Provided text.
-----
Because the Biosolids Digester Facilities Project will entail a complete revamping of the solids-handling facilities at the SEP, the design team will be “going from start to finish on the biosolids side,” says Tracy Stigers, P.E., M.ASCE, a vice president and the project manager of the consultant team for Brown and Caldwell. All processes will be evaluated to seek improvements in, for example, the thickening of solids; thermal hydrolysis and other digestion pretreatment methods; digestion processes; the treatment and use of biogas; dewatering methods; facilities for storing and transporting cake solids; and approaches related to nutrient recovery.

Another SSIP goal involves confining odors from the biosolids facilities to the fence line of the SEP, which will mean a state-of-the-art system for collecting and treating odors on-site, says Dave Green, P.E., a vice president of CH2M HILL and the firm’s project engineer for the consulting team. Such a goal is “achievable,” Green says, “but it requires quite a bit of redundancy and quite a bit of engineering to make that happen.” Fortunately, recent decades have witnessed a great increase in the “standard of care for odor control at treatment plants,” Green says. “The bar that we’re all working toward is much higher than it was 20 to 30 years ago.”

Among the many steps that will have to be taken to address odors from the SEP is an effort to reduce potential odors at the source by determining which treatment processes have the effect of minimizing odors, Stigers says. The next steps will entail ensuring that any odors generated are confined within the smallest volume of air possible and selecting and locating the ideal processes for treating that air. To be successful, such processes will have to be seamlessly integrated into the operations of the plant. “Part of maintaining [a successful odor control system] is working all of that into the design of the facility in such a way that it allows the operations and maintenance people to still have appropriate access for control and maintenance of the processes without inhibiting them or creating too many restrictive confined spaces,” Stigers says.
-----
Material supplied.

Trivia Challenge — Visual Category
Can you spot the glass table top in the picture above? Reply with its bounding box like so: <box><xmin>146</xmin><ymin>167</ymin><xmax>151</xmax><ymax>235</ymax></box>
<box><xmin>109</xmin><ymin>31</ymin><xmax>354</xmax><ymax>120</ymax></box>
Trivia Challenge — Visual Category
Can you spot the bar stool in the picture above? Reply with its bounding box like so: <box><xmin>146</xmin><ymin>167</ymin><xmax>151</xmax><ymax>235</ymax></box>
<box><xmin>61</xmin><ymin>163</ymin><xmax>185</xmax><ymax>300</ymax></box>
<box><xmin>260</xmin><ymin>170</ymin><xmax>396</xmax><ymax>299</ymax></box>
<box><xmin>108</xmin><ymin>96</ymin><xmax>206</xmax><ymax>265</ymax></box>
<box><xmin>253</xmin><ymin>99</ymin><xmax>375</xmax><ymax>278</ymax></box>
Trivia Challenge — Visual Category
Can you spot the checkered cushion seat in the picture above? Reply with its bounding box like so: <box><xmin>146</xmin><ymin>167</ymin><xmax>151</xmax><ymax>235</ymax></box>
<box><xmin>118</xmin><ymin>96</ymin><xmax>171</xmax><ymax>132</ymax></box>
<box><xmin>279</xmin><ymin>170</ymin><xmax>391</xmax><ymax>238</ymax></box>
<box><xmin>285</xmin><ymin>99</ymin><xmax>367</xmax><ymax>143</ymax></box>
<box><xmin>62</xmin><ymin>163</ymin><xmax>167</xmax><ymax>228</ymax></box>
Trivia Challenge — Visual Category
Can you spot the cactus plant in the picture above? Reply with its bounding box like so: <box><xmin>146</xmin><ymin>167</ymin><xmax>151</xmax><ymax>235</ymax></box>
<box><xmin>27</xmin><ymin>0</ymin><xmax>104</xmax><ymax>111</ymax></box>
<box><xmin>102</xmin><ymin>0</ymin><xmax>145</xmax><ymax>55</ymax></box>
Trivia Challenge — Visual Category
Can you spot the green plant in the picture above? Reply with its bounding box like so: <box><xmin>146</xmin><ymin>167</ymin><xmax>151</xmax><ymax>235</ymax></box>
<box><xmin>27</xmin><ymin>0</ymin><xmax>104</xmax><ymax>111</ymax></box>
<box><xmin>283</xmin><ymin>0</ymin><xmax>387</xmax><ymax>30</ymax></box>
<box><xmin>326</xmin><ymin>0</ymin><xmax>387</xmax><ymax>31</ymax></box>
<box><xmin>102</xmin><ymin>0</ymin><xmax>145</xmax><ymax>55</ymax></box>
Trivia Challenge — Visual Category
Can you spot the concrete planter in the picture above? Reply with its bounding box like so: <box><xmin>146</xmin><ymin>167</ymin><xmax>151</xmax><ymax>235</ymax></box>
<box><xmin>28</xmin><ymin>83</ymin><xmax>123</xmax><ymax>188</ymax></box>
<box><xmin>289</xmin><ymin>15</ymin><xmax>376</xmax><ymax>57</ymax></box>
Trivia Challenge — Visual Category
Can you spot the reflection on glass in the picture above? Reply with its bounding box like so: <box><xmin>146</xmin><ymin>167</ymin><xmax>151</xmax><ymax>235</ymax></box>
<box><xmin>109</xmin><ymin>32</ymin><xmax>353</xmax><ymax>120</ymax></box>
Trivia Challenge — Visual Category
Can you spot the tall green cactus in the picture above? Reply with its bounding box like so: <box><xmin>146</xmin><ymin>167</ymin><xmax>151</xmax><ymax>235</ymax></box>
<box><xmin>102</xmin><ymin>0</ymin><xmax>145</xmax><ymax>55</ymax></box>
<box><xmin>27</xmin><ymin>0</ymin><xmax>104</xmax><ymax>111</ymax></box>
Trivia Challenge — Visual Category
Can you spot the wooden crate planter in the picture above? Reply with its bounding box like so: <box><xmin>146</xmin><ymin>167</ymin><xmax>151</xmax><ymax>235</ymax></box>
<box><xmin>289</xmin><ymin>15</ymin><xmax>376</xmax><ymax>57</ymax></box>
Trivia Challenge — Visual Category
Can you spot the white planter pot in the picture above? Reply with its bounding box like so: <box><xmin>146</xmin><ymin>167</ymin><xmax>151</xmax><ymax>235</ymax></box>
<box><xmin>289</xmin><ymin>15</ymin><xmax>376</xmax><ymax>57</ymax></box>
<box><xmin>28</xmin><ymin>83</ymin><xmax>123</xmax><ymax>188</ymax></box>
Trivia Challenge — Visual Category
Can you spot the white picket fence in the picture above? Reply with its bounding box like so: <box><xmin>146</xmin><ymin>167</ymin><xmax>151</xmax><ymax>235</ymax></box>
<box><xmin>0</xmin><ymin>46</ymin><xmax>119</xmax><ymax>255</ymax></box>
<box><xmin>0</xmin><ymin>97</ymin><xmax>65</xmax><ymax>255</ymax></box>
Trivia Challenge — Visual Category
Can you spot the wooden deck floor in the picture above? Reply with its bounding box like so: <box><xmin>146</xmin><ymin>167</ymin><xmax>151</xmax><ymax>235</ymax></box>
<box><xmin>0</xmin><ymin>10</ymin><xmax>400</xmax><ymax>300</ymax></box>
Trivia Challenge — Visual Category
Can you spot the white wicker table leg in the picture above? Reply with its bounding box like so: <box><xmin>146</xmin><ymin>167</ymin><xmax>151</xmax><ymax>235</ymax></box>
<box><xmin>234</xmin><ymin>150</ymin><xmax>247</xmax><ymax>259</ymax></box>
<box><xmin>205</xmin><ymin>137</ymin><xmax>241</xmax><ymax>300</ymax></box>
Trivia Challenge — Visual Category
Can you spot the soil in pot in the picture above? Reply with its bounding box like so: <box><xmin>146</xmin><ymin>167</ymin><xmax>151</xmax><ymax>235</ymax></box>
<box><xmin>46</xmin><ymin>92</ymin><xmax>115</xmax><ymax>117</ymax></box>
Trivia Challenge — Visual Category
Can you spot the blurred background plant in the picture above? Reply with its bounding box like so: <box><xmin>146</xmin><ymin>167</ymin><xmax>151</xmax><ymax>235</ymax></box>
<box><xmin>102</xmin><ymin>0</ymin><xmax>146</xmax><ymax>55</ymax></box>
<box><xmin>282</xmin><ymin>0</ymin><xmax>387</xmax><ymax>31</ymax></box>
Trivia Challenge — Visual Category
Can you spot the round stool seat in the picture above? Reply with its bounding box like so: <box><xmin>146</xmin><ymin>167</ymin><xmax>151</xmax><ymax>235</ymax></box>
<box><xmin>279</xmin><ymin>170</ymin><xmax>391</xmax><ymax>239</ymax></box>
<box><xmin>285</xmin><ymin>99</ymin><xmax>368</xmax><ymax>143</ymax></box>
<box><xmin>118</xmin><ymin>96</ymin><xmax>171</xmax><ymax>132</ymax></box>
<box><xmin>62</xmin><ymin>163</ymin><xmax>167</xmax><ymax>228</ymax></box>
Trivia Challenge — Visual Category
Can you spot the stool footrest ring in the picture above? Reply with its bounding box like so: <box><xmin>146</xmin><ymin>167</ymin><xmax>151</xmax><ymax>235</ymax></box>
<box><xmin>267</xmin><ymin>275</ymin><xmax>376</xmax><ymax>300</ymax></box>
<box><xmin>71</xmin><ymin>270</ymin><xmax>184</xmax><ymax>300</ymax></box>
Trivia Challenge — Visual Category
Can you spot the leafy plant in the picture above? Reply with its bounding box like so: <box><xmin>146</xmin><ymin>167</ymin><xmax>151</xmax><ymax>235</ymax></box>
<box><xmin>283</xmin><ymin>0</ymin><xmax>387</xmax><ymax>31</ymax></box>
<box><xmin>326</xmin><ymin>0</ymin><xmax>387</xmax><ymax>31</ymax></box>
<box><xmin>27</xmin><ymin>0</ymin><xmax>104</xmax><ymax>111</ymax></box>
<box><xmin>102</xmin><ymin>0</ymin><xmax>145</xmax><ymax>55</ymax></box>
-----
Things to do.
(1) In the passage on the biosolids facilities, rewrite the paragraph beginning "Another SSIP goal involves" as a short bulleted list that keeps its main facts.
(2) Continue the passage on the biosolids facilities, starting after its last sentence.
You won't need any of the lines for this work.

Answers by item.
(1)
- An SSIP goal is to keep odors from the biosolids facilities within the fence line of the SEP.
- This will require a state-of-the-art system for collecting and treating odors on-site, according to Dave Green, P.E., a vice president of CH2M HILL and the firm's project engineer for the consulting team.
- Green says the goal is achievable but needs a lot of redundancy and engineering.
- In recent decades, the standard of care for odor control at treatment plants has risen greatly. The bar is much higher than it was 20 to 30 years ago.

(2)
The SSIP is also seeking to ensure that the primary treatment and disinfection facilities at critical wastewater facilities are operational within 72 hours of a major earthquake. To this end, the new features will have to be designed for a magnitude 7.8 earthquake occurring on the San Andreas Fault and a magnitude 7.1 earthquake on the Hayward Fault. However, the geotechnical conditions at the 40-acre site of the SEP range from bedrock to deep basins of bay mud. Such conditions will comprise a “key element” in determining foundation requirements, Stigers says. On the basis of these findings, the design team will “develop site-specific seismic design criteria for different site alternatives,” she notes.

The findings of the geotechnical investigation are expected to influence the project design in key ways. “Getting our arms around the geotechnical issues and how they define the structural and seismic issues will be a big factor in what the new facilities will cost,” Green says. “That will play a big part in site layout,” he says, and may ultimately dictate which processes are selected.

Although the upgrades to the SEP make for a highly complex project, the surrounding community has high expectations, as does the SFPUC, Chiu says. “We’re looking for a complete package,” she says. “We want it to be a very functional, accepted project from the point of view of our ratepayers, regulators, and neighbors—a community asset in the neighborhood and throughout San Francisco.”

Upon receiving the notice to proceed in early August the design team began a 25-month project planning and definition phase. At the end of this first phase the team will have completed planning and predesign, analyzed alternatives, and developed a conceptual engineering report. The SFPUC will choose the delivery method for each project element. The second phase will entail detailed design and procurement, along with engineering construction support. Major construction is expected to begin in 2018.